→ EXERCISE INPUTS
____________________

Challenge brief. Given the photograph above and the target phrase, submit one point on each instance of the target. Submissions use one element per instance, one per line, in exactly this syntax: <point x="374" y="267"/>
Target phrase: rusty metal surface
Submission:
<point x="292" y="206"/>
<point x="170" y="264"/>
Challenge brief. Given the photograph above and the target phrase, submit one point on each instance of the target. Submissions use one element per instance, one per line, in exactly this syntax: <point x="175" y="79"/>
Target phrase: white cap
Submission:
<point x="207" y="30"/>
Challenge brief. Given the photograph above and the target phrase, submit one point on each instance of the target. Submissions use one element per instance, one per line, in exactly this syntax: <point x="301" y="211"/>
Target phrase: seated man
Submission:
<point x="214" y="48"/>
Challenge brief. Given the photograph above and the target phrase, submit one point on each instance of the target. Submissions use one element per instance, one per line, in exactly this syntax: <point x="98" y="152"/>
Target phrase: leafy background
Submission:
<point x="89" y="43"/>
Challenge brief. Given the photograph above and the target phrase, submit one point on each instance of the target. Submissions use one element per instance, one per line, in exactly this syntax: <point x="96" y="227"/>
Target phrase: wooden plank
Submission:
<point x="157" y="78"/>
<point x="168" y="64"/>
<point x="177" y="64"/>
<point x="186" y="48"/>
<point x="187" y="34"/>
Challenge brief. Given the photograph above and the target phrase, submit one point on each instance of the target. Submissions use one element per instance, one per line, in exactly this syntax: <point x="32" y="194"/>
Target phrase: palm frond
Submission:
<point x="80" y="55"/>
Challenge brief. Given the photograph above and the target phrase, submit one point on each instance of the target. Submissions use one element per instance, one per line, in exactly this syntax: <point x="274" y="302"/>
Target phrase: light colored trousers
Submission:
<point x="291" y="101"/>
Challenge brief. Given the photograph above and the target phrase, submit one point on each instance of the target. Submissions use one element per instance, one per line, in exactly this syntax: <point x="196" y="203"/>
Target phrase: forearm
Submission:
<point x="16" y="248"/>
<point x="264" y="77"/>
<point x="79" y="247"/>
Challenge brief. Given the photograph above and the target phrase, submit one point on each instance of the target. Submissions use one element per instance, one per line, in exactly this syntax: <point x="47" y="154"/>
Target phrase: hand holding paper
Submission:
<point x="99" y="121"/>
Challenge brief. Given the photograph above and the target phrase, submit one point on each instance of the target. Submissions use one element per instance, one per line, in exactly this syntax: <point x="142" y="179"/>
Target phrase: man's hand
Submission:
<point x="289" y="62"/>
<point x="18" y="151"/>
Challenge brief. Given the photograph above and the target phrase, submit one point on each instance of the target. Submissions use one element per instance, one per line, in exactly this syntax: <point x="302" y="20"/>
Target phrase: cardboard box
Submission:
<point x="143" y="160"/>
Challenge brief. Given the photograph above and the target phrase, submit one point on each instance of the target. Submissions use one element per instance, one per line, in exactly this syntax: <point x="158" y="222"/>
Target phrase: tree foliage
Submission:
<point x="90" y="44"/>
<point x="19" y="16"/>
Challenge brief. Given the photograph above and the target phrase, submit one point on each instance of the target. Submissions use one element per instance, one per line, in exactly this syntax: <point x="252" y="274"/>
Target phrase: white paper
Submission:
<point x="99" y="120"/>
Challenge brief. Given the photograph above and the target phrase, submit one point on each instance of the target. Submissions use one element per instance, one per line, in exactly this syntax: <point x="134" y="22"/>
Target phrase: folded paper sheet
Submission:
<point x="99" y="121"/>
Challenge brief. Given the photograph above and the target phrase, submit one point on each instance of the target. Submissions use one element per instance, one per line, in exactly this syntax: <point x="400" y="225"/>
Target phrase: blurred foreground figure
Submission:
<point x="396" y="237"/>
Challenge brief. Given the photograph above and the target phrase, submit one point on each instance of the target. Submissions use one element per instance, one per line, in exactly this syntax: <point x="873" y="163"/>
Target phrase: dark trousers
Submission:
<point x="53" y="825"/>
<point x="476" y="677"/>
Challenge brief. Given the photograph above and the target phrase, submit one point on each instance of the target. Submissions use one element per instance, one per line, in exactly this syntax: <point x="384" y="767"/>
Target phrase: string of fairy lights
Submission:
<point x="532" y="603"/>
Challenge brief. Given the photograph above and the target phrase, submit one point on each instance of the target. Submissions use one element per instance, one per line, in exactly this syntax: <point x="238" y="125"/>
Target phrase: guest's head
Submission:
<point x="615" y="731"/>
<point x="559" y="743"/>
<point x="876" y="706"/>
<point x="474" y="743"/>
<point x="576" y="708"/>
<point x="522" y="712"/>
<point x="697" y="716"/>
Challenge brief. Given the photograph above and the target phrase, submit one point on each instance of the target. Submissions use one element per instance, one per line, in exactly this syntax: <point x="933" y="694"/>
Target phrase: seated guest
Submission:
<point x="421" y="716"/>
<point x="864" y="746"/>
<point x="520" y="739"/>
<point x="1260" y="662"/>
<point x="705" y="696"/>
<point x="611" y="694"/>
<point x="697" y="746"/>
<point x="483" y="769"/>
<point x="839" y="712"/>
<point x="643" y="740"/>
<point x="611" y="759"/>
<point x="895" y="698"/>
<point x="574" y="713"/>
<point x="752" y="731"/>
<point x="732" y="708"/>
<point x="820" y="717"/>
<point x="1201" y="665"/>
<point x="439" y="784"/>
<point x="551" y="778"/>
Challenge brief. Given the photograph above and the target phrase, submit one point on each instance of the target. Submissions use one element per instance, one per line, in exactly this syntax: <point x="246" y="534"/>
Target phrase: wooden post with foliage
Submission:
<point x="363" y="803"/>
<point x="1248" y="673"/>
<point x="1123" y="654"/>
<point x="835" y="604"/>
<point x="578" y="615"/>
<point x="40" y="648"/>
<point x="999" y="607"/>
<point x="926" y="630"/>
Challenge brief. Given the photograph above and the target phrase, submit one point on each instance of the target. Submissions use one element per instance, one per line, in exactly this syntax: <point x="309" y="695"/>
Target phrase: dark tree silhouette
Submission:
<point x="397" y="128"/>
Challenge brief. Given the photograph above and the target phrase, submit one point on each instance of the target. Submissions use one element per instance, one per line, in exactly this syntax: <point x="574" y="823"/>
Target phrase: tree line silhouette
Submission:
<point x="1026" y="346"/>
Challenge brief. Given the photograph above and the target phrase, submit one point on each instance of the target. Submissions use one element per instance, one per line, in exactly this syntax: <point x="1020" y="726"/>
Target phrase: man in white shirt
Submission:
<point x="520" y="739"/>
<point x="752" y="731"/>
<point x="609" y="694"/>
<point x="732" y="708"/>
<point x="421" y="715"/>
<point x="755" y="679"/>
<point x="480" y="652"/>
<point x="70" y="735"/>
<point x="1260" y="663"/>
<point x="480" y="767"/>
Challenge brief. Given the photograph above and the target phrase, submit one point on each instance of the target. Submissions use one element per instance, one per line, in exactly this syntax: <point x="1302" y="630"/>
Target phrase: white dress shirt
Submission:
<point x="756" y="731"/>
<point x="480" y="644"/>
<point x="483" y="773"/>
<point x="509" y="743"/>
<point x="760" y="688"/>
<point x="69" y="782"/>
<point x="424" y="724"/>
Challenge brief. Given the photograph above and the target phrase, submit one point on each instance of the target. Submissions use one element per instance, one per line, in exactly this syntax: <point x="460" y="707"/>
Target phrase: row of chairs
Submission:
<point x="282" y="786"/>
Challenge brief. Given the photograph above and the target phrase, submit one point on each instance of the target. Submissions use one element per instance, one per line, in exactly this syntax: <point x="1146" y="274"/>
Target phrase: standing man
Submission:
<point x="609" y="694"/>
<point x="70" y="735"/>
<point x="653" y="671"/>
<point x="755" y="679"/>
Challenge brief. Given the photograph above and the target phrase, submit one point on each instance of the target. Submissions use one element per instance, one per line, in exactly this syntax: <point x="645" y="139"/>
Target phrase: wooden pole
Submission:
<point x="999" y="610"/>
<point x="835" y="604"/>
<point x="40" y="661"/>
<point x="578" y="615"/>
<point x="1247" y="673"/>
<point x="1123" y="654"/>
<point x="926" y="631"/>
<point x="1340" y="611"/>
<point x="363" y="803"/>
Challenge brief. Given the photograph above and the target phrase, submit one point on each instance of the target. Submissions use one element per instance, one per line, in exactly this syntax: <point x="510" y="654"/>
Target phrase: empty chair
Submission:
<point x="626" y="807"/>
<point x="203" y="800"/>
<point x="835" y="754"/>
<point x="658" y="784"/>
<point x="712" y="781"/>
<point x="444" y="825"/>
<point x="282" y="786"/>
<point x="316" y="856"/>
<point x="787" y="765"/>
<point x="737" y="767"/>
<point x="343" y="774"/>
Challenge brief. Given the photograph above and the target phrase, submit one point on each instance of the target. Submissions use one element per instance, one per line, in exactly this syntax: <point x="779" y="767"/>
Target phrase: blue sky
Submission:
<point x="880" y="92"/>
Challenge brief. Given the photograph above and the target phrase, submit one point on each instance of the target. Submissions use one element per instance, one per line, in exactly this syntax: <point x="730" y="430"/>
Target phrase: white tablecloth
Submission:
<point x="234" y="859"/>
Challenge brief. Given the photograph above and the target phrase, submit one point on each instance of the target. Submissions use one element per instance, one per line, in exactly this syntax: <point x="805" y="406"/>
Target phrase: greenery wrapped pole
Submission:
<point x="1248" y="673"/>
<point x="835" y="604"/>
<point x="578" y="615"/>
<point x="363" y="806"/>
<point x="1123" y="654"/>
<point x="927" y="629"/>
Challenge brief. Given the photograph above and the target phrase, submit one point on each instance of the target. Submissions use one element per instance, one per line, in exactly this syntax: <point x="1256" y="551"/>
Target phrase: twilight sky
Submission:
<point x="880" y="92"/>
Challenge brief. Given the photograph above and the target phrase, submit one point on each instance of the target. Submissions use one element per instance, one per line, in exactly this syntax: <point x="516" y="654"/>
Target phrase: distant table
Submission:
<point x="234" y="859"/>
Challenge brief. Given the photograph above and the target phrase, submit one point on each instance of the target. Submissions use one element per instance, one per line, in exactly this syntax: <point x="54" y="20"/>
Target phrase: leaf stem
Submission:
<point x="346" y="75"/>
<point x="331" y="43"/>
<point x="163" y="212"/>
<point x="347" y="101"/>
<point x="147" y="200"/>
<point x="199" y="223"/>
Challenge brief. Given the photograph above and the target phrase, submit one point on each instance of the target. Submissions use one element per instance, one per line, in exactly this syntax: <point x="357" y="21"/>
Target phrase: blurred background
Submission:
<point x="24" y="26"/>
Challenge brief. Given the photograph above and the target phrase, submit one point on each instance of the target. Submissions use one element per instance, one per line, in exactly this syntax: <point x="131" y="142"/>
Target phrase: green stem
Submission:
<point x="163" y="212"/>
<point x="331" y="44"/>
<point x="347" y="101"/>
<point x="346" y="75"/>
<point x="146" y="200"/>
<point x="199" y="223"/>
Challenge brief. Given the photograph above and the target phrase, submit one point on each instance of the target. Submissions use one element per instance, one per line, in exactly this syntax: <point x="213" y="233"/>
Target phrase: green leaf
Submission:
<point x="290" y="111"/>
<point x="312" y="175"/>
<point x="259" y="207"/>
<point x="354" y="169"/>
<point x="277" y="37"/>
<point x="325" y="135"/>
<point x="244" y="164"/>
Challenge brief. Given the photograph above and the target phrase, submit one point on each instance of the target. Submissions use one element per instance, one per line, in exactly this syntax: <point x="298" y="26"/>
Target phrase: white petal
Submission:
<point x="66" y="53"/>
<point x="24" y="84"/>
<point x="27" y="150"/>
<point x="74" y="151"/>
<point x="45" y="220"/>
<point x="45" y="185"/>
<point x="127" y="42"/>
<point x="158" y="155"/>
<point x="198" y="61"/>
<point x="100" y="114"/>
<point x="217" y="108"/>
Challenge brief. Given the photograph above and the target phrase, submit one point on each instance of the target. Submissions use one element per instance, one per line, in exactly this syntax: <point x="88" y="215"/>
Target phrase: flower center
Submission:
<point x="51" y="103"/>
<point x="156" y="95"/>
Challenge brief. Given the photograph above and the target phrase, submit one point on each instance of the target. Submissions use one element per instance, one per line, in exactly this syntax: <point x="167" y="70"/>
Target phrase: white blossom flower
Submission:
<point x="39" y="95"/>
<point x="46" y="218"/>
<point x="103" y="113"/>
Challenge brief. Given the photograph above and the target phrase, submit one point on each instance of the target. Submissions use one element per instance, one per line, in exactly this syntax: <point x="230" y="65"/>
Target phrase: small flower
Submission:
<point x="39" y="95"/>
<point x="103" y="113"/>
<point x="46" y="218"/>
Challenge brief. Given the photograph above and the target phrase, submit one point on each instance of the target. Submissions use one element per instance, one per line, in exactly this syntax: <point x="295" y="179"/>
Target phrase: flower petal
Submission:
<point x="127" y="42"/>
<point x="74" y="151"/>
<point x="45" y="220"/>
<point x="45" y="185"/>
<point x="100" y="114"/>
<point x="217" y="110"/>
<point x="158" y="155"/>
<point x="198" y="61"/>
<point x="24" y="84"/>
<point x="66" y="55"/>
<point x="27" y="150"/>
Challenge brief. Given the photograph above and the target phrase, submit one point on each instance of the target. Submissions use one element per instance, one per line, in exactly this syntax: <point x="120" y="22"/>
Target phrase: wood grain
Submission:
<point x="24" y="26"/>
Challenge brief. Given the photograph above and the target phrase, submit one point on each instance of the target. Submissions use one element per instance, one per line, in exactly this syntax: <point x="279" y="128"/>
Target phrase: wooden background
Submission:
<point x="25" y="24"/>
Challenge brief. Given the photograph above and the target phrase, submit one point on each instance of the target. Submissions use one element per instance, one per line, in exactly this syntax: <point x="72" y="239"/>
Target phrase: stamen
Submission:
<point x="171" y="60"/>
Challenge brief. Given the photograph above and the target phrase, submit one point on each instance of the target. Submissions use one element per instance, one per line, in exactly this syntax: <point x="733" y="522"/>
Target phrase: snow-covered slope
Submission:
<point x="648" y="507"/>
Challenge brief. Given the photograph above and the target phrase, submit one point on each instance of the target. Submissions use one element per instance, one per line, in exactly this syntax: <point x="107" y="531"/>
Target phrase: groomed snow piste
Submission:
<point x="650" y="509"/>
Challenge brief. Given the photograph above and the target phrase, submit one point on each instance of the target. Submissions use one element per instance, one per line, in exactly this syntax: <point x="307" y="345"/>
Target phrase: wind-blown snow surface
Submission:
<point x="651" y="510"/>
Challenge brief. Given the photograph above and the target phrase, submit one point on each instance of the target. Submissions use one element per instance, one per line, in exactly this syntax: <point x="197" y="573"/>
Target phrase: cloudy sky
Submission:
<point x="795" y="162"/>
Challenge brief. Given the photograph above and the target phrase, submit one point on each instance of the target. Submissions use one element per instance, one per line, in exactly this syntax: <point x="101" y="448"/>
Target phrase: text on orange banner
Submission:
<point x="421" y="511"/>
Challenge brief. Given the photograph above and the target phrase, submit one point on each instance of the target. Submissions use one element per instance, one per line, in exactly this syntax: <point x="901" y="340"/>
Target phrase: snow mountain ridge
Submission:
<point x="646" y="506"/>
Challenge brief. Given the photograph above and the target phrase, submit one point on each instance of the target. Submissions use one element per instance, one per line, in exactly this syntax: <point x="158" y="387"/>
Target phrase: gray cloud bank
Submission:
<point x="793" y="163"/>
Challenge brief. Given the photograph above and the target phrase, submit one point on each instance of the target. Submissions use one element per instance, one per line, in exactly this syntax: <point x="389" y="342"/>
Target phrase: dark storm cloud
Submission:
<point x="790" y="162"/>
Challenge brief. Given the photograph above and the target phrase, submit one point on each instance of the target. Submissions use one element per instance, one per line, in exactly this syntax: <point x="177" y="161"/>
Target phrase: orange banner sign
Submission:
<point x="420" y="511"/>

____________________

→ STATED TASK
Which lines above contain the word "pole"? Find each one and copy it in full, treating uppercase and lowercase as different.

→ RESPONSE TO THE TASK
Target phrase: wooden pole
Target phrase: greenery wrapped pole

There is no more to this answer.